* _Work to be completed_
Exactly reproduce the line containing "# test: pointer returns one pin per instance of the patch" together with every line after it, through the end of the entries, and give nothing more.

##### Excerpted records #####

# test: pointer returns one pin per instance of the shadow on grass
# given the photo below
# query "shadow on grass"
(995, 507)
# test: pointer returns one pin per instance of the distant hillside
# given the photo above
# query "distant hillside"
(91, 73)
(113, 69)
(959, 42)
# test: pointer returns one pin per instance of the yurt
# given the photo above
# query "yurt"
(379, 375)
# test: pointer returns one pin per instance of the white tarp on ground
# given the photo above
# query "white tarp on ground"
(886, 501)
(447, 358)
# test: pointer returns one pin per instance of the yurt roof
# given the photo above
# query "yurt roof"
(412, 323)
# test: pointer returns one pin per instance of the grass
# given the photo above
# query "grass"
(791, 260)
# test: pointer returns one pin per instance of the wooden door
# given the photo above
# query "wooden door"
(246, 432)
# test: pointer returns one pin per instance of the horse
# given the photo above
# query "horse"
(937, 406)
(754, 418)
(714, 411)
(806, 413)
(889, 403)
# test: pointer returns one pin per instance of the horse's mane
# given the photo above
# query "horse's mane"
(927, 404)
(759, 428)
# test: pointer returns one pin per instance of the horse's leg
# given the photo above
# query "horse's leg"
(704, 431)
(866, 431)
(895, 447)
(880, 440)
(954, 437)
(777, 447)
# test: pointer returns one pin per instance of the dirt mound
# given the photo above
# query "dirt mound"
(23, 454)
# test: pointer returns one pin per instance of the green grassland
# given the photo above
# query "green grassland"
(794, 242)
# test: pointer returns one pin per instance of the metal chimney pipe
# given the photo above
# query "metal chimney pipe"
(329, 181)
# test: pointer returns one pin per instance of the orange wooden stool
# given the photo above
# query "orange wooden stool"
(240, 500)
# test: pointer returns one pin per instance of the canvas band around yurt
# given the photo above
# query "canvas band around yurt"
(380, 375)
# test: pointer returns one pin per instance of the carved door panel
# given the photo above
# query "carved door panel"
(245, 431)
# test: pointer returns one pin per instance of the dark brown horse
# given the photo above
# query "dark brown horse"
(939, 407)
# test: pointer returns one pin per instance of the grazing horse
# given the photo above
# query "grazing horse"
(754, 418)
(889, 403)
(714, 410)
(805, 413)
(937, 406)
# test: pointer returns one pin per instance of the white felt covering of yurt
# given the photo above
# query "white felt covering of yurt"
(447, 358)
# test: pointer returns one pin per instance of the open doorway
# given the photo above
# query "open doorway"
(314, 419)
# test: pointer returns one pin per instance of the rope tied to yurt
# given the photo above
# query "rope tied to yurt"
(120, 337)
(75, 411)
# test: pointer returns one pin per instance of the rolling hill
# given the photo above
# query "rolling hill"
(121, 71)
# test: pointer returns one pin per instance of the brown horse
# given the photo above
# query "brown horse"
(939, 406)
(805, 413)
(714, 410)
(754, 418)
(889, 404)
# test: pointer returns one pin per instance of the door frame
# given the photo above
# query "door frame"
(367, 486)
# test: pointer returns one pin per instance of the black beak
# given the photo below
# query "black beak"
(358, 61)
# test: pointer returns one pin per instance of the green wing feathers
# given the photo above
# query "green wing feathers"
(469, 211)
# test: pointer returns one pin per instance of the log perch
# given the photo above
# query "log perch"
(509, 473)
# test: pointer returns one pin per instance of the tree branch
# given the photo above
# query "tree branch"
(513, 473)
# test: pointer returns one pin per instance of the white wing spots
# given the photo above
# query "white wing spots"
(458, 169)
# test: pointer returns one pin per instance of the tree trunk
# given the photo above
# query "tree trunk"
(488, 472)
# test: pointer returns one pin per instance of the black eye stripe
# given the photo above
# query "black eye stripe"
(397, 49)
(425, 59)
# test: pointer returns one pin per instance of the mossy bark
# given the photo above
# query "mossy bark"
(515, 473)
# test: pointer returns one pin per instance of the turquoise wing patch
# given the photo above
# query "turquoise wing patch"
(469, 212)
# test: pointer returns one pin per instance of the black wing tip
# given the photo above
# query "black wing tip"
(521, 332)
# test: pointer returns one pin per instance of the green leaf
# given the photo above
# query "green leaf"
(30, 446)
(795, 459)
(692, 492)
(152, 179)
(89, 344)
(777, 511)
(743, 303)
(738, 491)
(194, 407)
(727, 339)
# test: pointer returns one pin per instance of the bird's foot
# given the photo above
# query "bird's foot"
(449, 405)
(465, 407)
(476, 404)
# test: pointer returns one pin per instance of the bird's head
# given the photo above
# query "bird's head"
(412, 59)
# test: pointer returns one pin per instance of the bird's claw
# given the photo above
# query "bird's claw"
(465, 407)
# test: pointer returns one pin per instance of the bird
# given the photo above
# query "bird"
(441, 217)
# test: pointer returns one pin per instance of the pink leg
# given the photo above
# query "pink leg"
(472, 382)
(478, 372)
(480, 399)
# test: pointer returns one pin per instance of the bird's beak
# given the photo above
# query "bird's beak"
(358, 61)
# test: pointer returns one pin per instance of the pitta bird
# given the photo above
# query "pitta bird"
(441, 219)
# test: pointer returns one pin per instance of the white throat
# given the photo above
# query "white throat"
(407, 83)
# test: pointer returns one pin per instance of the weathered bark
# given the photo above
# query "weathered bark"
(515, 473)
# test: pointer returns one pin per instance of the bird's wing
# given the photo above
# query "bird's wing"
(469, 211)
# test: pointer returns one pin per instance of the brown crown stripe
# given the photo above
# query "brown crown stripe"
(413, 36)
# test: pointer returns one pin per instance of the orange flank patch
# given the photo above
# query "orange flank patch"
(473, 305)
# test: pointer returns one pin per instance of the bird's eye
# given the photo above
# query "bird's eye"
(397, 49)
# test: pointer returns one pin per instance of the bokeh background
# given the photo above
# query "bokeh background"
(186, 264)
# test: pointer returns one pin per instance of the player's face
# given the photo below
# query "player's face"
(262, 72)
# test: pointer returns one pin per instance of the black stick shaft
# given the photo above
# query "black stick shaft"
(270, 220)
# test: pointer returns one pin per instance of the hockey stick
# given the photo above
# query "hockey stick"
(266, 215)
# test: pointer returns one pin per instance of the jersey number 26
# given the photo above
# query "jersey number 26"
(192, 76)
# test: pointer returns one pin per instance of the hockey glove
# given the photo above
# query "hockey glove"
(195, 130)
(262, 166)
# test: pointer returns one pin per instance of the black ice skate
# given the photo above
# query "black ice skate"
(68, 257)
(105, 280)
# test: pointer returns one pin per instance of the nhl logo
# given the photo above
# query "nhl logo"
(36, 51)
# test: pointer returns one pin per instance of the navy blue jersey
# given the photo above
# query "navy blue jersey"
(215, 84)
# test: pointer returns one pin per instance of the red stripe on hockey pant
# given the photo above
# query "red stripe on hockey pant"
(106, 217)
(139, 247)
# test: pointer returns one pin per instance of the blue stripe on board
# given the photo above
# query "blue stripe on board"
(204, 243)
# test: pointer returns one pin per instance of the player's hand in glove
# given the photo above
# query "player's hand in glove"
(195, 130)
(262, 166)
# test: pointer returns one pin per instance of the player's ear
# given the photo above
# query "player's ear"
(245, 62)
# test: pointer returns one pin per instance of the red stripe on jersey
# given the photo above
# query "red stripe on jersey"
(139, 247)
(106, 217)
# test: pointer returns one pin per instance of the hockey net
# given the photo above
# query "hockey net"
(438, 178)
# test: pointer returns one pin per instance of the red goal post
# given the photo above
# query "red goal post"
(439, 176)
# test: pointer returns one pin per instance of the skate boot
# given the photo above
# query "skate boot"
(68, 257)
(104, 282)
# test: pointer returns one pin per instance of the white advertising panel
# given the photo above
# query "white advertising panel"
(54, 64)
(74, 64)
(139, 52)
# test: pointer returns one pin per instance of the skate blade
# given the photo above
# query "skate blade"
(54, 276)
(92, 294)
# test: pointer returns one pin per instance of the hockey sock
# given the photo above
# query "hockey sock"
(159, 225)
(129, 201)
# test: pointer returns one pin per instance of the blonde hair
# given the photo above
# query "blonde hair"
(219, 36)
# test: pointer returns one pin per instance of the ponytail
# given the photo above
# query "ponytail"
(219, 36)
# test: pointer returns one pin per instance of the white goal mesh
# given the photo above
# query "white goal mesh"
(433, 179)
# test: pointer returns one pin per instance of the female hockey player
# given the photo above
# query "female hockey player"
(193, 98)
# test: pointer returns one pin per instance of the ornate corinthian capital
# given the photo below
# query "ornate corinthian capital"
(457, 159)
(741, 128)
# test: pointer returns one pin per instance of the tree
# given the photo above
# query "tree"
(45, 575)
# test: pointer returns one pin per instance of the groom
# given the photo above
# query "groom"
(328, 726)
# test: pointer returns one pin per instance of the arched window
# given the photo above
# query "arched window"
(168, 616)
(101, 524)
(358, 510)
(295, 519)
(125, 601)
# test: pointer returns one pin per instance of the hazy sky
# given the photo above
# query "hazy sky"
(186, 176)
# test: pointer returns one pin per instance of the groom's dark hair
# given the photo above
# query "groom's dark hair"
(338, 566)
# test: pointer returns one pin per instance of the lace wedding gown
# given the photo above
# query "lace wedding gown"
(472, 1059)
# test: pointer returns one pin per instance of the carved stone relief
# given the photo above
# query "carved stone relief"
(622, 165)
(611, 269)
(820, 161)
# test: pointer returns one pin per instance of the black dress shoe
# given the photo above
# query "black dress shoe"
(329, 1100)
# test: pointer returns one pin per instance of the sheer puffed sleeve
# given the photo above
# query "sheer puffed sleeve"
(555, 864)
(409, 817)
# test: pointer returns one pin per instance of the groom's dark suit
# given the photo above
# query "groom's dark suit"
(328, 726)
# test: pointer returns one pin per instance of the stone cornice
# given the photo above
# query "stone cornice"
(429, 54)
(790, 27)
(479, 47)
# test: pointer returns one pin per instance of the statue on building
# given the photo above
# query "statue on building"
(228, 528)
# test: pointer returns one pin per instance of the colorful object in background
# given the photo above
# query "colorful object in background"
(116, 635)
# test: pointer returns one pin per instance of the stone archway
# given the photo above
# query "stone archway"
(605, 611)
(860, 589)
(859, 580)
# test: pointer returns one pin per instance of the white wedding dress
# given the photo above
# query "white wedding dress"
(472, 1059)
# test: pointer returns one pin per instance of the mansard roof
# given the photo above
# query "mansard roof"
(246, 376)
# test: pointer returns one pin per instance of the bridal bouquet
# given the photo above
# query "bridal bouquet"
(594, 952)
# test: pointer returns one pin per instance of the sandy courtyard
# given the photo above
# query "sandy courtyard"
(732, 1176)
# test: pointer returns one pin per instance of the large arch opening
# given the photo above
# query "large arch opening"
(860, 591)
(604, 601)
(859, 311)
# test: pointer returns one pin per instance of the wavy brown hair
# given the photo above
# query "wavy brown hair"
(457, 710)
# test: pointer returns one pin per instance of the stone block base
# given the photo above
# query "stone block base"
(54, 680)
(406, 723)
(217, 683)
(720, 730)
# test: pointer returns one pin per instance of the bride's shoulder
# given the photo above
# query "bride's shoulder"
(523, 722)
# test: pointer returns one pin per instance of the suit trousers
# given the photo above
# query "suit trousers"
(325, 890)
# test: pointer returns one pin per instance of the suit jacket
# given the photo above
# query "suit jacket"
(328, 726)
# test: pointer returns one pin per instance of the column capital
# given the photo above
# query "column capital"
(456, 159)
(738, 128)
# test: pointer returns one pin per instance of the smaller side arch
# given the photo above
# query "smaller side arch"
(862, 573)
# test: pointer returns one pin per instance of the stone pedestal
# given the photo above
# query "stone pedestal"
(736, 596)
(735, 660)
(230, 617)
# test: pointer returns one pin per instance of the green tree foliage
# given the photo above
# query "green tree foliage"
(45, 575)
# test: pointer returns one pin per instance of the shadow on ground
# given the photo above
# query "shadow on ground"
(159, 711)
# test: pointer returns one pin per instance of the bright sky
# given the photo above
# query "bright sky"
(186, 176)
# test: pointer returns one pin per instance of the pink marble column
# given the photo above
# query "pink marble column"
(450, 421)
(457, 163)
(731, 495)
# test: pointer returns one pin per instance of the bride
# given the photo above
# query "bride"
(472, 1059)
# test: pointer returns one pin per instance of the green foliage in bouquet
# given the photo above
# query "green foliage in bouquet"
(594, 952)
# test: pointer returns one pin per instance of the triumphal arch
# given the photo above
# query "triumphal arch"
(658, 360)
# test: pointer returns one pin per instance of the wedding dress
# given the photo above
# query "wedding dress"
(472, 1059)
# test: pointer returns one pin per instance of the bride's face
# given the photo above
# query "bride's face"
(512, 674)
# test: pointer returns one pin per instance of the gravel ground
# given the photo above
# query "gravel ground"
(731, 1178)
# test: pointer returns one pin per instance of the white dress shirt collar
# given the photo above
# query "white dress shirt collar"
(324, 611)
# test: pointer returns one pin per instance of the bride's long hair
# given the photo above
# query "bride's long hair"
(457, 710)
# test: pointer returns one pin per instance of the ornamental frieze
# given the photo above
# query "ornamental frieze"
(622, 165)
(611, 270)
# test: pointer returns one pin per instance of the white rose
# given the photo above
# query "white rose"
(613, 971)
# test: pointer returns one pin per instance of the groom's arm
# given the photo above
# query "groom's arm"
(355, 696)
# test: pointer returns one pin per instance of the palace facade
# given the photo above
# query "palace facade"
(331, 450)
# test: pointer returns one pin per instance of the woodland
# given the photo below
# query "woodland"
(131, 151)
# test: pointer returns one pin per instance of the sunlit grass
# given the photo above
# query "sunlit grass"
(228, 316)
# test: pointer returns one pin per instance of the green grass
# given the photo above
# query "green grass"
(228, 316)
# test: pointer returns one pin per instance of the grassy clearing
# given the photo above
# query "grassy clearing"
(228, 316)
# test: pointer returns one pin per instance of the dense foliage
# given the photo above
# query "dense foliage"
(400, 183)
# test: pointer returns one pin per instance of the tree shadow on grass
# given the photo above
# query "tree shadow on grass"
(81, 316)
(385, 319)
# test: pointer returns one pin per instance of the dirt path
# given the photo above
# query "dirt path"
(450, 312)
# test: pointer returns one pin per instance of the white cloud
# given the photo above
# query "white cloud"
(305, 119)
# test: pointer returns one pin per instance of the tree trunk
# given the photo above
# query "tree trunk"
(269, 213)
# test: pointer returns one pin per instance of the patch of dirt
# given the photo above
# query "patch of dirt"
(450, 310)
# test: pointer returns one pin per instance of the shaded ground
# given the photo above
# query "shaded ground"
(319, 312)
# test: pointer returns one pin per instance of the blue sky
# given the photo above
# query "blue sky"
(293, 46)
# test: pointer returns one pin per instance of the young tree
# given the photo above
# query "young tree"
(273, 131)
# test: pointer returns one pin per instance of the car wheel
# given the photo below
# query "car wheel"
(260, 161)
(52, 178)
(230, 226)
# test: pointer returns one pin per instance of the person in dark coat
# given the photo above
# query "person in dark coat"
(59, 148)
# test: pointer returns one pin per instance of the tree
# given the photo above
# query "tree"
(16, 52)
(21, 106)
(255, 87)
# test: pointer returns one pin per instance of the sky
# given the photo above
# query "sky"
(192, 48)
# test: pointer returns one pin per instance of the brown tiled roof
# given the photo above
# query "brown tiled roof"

#####

* _Task result_
# test: pointer returns one pin per instance of the patch of dirt
# given the photo above
# query "patch of dirt"
(450, 310)
# test: pointer returns one pin per instance of the shaded ground
# given the photo above
# query "shaded ground"
(319, 312)
# test: pointer returns one pin per instance of the blue sky
# given the photo above
# query "blue sky"
(293, 46)
# test: pointer returns one pin per instance of the young tree
# given the photo above
# query "young tree"
(273, 131)
# test: pointer returns one pin per instance of the car wheel
# given the photo below
# query "car wheel"
(260, 161)
(52, 178)
(230, 226)
# test: pointer returns one pin per instance of the person in dark coat
# given the photo above
# query "person in dark coat"
(59, 148)
# test: pointer returns one pin per instance of the tree
# given the photo above
# query "tree"
(16, 52)
(21, 106)
(255, 87)
# test: pointer returns one pin per instance of the sky
# given the photo above
# query "sky"
(192, 48)
# test: pointer returns one pin per instance of the brown tiled roof
# given the photo above
# query "brown tiled roof"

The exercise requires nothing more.